Task brief:
Reproduce the records from the line containing "the asc sign" through the end of the records, substituting "central point" for "innermost point" and keeping everything else unchanged.

Data provided:
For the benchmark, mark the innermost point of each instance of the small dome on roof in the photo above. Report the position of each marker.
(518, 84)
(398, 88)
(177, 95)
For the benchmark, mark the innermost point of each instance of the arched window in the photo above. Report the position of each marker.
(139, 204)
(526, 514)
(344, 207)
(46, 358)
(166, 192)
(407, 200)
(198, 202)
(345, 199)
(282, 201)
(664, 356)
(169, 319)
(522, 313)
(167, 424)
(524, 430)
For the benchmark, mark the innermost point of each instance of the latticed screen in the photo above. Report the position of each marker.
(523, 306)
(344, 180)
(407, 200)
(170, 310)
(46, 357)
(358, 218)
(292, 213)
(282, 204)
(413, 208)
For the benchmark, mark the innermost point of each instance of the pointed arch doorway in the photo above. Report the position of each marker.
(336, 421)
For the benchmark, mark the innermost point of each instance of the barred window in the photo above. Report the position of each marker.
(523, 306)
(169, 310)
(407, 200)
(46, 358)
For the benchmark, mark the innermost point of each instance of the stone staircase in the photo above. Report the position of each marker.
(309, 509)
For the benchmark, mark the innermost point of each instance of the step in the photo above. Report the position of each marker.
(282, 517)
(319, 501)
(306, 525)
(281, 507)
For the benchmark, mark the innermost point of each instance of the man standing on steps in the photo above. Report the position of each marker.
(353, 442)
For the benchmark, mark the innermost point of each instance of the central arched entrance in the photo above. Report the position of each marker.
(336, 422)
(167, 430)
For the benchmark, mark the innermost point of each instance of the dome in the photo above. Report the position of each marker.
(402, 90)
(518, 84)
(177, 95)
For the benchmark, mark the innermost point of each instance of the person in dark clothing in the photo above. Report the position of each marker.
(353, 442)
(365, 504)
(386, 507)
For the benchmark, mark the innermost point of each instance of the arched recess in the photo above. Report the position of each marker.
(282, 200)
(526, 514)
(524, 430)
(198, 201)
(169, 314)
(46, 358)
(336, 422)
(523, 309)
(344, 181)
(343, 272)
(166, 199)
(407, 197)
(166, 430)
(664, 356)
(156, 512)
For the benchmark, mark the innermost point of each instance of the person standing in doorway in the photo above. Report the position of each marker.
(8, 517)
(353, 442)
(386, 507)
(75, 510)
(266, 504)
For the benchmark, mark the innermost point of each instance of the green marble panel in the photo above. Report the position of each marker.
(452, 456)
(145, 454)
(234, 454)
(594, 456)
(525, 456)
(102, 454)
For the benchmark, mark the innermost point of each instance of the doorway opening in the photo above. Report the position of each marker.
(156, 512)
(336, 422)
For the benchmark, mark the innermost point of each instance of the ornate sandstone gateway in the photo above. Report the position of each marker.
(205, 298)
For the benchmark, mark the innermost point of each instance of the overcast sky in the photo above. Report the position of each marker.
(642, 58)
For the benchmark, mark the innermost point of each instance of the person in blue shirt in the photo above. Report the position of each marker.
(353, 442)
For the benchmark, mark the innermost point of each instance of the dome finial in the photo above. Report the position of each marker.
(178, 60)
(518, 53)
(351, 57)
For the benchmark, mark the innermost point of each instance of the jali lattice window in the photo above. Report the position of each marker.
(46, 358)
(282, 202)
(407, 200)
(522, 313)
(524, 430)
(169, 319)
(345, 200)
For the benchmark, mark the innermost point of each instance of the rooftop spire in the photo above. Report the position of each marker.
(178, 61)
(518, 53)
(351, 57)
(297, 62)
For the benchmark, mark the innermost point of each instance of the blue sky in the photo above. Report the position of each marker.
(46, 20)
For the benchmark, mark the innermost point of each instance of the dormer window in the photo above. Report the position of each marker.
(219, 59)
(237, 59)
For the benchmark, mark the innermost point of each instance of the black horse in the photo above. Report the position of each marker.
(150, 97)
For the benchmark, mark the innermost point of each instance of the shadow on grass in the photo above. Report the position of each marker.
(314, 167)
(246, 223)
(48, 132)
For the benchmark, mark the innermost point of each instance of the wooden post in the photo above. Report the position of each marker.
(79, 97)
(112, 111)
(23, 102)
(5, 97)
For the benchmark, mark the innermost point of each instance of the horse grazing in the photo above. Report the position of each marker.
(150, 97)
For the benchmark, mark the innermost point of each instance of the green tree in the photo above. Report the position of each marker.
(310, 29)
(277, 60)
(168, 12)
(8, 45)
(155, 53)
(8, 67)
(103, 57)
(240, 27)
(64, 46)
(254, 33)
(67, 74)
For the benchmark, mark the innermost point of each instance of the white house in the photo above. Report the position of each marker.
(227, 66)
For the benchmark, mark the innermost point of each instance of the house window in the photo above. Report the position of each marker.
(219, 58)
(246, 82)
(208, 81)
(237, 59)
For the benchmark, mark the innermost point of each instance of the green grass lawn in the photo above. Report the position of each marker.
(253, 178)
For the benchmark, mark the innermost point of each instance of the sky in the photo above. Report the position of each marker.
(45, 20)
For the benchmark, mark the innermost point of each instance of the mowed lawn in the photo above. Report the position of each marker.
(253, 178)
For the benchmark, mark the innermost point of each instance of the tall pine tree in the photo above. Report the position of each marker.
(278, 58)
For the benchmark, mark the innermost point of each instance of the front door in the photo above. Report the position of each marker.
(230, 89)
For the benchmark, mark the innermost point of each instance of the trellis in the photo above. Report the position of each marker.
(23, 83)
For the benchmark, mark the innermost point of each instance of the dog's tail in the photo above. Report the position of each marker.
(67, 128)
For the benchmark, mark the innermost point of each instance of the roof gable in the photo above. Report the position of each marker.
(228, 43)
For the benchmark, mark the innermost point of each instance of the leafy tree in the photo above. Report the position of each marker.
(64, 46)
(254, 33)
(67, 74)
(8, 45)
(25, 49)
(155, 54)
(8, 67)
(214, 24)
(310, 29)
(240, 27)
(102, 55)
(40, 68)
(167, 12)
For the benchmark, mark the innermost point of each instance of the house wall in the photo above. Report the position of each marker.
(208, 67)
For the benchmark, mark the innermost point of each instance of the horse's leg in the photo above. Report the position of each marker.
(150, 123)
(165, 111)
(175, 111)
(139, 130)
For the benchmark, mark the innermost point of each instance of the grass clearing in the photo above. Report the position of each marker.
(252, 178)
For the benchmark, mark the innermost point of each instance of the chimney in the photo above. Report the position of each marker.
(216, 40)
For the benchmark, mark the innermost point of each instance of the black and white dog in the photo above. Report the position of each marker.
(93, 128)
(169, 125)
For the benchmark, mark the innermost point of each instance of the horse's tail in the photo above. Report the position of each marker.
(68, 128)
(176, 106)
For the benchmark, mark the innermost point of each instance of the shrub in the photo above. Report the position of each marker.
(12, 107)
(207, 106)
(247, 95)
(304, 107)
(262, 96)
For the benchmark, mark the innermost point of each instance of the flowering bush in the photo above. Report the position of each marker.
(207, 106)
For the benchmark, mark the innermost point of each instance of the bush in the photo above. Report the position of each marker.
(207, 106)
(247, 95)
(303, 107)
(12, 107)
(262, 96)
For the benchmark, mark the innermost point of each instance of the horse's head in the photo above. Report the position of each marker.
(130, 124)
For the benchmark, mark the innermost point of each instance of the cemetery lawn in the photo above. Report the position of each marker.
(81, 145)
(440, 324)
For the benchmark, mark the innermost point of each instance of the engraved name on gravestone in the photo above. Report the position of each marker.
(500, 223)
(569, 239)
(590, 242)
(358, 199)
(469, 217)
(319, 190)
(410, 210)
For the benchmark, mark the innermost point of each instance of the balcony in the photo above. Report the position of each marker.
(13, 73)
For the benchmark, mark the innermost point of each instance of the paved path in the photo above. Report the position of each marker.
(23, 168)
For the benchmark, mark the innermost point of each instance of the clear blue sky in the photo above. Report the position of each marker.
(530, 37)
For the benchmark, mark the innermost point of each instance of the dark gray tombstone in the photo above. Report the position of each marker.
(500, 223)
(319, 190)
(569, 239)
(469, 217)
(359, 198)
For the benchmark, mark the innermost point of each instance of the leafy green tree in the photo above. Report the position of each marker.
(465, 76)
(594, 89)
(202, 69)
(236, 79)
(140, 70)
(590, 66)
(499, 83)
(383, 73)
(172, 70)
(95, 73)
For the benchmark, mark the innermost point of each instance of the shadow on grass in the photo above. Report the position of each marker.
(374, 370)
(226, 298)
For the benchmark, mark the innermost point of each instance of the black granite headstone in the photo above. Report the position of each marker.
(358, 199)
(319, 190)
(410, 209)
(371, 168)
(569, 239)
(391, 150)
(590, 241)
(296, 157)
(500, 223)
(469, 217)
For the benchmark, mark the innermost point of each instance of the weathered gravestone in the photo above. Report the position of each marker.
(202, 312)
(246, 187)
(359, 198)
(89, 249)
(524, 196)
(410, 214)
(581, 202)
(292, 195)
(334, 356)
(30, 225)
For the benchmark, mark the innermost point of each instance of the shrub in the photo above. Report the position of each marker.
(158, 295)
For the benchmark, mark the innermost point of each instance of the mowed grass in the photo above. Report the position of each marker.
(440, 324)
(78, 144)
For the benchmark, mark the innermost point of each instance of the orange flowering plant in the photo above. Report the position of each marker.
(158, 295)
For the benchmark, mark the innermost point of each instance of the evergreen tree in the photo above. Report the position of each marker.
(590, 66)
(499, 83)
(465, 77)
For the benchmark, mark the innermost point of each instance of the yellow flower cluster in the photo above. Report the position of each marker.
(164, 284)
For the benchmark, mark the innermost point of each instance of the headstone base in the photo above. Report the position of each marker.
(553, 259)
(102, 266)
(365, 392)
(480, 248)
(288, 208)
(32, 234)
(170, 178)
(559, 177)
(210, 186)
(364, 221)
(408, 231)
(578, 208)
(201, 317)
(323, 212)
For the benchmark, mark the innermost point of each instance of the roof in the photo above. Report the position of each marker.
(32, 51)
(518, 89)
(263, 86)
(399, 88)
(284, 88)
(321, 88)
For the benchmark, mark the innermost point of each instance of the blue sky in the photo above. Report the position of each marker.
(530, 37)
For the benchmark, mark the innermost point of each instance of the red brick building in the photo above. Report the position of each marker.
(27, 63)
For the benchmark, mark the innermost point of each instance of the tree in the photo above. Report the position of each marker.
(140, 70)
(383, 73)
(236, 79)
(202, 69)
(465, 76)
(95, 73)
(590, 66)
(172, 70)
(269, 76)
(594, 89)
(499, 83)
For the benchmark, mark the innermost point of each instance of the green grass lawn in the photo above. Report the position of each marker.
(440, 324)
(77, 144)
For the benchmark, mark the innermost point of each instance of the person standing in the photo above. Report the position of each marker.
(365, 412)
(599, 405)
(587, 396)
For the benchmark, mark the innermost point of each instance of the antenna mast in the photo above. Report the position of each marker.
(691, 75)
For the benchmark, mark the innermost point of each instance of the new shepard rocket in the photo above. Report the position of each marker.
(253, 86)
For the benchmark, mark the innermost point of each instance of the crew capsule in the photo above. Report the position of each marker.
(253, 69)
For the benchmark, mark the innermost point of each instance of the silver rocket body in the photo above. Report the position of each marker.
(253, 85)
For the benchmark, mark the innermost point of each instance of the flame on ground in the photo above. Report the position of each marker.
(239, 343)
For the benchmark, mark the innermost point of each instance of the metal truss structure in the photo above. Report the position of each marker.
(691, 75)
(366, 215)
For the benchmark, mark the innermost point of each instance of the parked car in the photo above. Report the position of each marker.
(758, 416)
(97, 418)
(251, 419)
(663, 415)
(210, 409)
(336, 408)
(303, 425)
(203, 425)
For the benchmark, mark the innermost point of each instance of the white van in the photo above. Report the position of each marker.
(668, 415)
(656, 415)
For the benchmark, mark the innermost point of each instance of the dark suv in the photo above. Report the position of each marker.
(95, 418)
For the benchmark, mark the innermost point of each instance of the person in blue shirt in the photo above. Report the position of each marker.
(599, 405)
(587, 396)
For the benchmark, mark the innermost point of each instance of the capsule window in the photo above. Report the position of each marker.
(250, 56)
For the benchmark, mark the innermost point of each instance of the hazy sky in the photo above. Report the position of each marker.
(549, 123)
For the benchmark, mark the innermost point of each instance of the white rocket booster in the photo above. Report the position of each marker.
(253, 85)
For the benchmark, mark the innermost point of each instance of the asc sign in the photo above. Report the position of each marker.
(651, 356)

Reply to the exercise:
For the benchmark, mark the central point of each instance of the asc sign in the photo above. Report the position of each marker.
(651, 356)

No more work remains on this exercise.